[Stored data]

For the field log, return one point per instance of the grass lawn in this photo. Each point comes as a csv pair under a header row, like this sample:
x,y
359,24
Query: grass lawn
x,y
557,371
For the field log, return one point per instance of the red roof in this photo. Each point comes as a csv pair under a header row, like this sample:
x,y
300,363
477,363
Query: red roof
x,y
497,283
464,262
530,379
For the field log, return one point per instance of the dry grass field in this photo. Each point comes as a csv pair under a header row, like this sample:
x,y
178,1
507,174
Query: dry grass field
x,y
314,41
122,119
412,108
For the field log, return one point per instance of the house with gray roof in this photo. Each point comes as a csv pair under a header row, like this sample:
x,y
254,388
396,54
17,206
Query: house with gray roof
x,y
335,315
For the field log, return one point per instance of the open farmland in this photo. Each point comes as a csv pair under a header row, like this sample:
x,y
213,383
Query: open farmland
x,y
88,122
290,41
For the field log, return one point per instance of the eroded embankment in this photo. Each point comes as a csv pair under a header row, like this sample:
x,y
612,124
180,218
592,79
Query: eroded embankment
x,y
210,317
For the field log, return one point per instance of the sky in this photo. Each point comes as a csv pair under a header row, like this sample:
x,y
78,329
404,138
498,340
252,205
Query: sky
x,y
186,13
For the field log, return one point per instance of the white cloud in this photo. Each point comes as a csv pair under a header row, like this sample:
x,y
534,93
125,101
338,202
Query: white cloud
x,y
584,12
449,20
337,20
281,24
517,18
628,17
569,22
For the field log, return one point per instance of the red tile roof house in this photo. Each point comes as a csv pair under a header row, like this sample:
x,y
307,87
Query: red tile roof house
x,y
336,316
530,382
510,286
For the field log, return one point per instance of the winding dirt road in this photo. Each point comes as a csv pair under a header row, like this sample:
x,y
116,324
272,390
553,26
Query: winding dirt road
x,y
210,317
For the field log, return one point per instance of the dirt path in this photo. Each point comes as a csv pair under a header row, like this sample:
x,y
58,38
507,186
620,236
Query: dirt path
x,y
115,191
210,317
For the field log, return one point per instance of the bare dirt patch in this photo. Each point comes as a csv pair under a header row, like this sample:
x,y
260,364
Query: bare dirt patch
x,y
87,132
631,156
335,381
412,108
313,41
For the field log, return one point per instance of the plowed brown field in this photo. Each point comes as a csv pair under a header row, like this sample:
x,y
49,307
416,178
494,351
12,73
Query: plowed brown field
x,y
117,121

[/Stored data]

### Problem to solve
Your response must contain all of the records, copied exactly.

### Reply
For the field log, return one point per instance of the grass lawn in this photo. Each point comes as a csv pair under a header row, like this sample:
x,y
359,24
Query: grass lawn
x,y
557,371
For the field log, return one point per instance of the red roof in this photo. Each point comes as a csv pair under a header row, like this sample:
x,y
300,363
477,363
Query: red roof
x,y
497,283
464,262
530,379
For the field log, return one point per instance of the dry grass field in this photo. Each point comes as a csv pair under a header row, like this sample:
x,y
178,1
507,174
Query: dry grass field
x,y
314,41
122,119
412,108
For the field log, return one point per instance of the house with gray roof in this photo. Each point comes as a csv pair under a header row, like this sample:
x,y
254,388
396,54
17,206
Query: house with gray roof
x,y
335,315
For the field log, return one point per instance of the open farmland in this photo. Each point comes as a csv pair under a header row, like this sample:
x,y
213,383
Query: open farmland
x,y
88,122
290,41
For the field log, return one point per instance of the eroded embankment in this photo. Each point comes as a csv pair under a header row, like this sample:
x,y
612,124
180,218
592,79
Query: eroded embankment
x,y
210,317
For the field log, return one point per instance of the sky in this photo. Each point comes as a csv pair under a header row, like this sample:
x,y
78,329
404,138
498,340
252,205
Query: sky
x,y
186,13
For the field log, return one point per instance of the white cloud in this photo. Each point comes as a csv pair under a header row, like this sample:
x,y
534,93
125,101
338,202
Query: white cloud
x,y
584,12
449,20
337,20
281,24
517,18
628,17
569,22
For the field log, return one point per instance of the red tile roof house in this photo. Each point comes as a csv pair under a header row, like this sample:
x,y
307,87
Query: red tile roof house
x,y
336,316
530,382
510,286
For the field log, return one point per instance of the winding dirt road in this photo. Each point comes as a csv pair under a header row, like this sample:
x,y
116,324
272,390
553,26
Query: winding dirt road
x,y
210,317
For the field log, return one point per instance of the dirt path in this photo. Each point comes as a csv pair under a header row, like this sample:
x,y
58,38
507,186
620,236
Query: dirt path
x,y
115,191
210,317
For the field log, return one point per instance of the bare dirt patch in this photo. Each point comes as a csv pair under a header row, like this sample:
x,y
260,364
Query: bare dirt patch
x,y
87,132
631,156
335,381
412,108
313,41
For the field log, return one point per instance of the plowed brown field in this photo. Each point comes as a csv pair under a header row, like this sample:
x,y
49,307
416,178
494,351
12,73
Query: plowed brown field
x,y
117,121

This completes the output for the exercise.